== DOCUMENT SEGMENT ==
- Born: Patrick Bever 26 November 2002 (age 23) Stockport, Greater Manchester, England
- Occupation: Actor
- Years active: 2021–present
- Television: Coronation Street

= Paddy Bever =

English actor (born 2002)

Patrick Bever (born 26 November 2002) is an English actor, known for portraying the role of Max Turner on the ITV soap opera Coronation Street from 2021 to 2025. For his portrayal of Max, he won the award for Rising Star at the National Television Awards in 2022.

==Life and career==
Patrick Bever was born on 26 November 2002 in Stockport, Greater Manchester and attended Cheadle Hulme School. He also studied at the Manchester School of Acting prior to his television work. In September 2021, Bever joined the cast of the ITV soap opera Coronation Street as Max Turner. He took over the role from child actor Harry McDermott who had portrayed the role for eleven years, following the show's decision to take the character in a more "mature direction". His storylines on the show have included becoming radicalised by a far-right extremist group and subsequently being sent to prison, as well as a storyline surrounding toxic masculinity which sees the character become the victim of a nude photo leak after being catfished online. For his portrayal of Max, he was nominated for the Best Newcomer award at the British Soap Awards and the Inside Soap Awards.
===
== DATASET RECORDS ==
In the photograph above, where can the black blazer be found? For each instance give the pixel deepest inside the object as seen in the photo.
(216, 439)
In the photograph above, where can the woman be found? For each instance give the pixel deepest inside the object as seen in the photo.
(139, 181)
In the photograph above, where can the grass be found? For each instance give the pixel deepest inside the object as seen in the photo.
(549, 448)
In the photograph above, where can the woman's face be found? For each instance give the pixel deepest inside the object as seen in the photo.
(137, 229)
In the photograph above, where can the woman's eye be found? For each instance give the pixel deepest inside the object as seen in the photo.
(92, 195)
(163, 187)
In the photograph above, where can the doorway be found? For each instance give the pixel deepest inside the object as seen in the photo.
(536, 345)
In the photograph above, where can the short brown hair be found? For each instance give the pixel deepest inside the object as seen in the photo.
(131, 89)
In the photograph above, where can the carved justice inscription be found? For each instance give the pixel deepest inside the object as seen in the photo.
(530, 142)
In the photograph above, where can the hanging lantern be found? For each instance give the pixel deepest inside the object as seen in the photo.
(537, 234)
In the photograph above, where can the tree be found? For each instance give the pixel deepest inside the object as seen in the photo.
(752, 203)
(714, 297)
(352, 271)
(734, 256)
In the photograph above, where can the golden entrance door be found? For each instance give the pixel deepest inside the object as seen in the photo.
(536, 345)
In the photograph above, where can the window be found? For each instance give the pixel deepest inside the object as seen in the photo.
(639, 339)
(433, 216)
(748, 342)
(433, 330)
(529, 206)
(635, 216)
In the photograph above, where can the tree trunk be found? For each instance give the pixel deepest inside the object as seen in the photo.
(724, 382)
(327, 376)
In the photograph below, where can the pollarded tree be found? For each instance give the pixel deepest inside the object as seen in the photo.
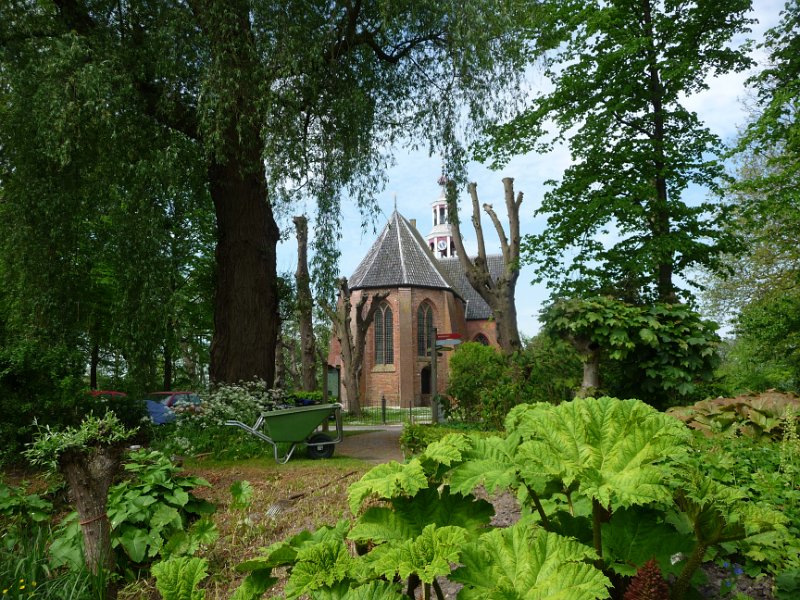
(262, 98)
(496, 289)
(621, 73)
===
◆ **ASSIGNMENT**: In the Paddy Bever article, rewrite the passage starting at "English actor (born" and ending at "Awards in 2022.", replacing "soap opera" with "drama series".

◆ **RESPONSE AREA**:
English actor (born 2002)

Patrick Bever (born 26 November 2002) is an English actor, known for portraying the role of Max Turner on the ITV drama series Coronation Street from 2021 to 2025. For his portrayal of Max, he won the award for Rising Star at the National Television Awards in 2022.